**Problem details**
Return the lines below exactly as they appear, leaving out the pictures.
━━━━━ Raw records ━━━━━
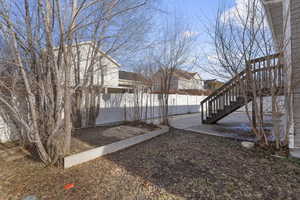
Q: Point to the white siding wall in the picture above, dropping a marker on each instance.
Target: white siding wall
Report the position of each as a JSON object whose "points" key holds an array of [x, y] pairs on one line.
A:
{"points": [[105, 72], [295, 64]]}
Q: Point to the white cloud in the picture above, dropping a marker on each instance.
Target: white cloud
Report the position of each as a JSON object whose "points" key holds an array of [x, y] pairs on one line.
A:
{"points": [[242, 12], [190, 33]]}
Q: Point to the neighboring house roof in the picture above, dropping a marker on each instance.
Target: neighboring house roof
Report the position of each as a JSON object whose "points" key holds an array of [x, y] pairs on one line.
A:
{"points": [[182, 74], [133, 77], [90, 43], [212, 84]]}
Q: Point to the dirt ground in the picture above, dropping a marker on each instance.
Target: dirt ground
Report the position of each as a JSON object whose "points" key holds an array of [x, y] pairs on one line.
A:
{"points": [[89, 138], [176, 165]]}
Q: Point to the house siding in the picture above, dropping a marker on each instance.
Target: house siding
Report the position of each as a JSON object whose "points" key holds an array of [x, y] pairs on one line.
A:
{"points": [[291, 11], [295, 47]]}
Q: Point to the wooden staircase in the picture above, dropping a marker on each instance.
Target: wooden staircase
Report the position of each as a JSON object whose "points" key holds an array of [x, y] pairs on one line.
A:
{"points": [[263, 75]]}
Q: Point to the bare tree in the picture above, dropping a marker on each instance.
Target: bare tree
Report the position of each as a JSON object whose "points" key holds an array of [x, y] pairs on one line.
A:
━━━━━
**Result for this task**
Q: Point to the white siding wall in the picture above, dropping a marker on each instance.
Target: white siding wall
Report the position of each as a JSON object whose "points" key holds an array of [x, y] pairs on one line.
A:
{"points": [[105, 72], [295, 64]]}
Q: Point to the white cloud in the picture above, dropping a marker on each instance.
Target: white cloud
Report the position of each as a JSON object whose "points" key holds an array of [x, y] pairs on one line.
A:
{"points": [[242, 12], [190, 33]]}
Q: Point to the neighboring house roof in the picture above, dropping a marker on each instance.
Target: neighboring house roof
Report the position of each as a JSON object whose "points" key holds an array of [x, y] pairs on one line.
A:
{"points": [[182, 74], [133, 77], [90, 43], [212, 84]]}
Q: Point to the dirt ground in the picture above, dropping a marker on each instance.
Target: dirt ground
Report the position of each as a JSON object whose "points" key holds an array of [x, y] pairs on one line.
A:
{"points": [[89, 138], [176, 165]]}
Q: Point to the house siding in the picture above, dropping a marker on each instance.
Target: house siding
Report the position of each as a JSON object whose "points" key holds an array of [x, y] pairs on one line.
A:
{"points": [[291, 11], [295, 47]]}
Q: Point to the wooden staircase in the picture above, dropping a marker on each instance.
Target: wooden staircase
Report the position of each as a JSON object whose "points" key holds an array of [x, y] pairs on one line.
A:
{"points": [[263, 75]]}
Q: Point to the bare tree in the picture above, dropping a marker on each instance.
Target: bare tree
Report the position of each as a JSON object whose "points" key holds an array of [x, y] pairs on one line.
A:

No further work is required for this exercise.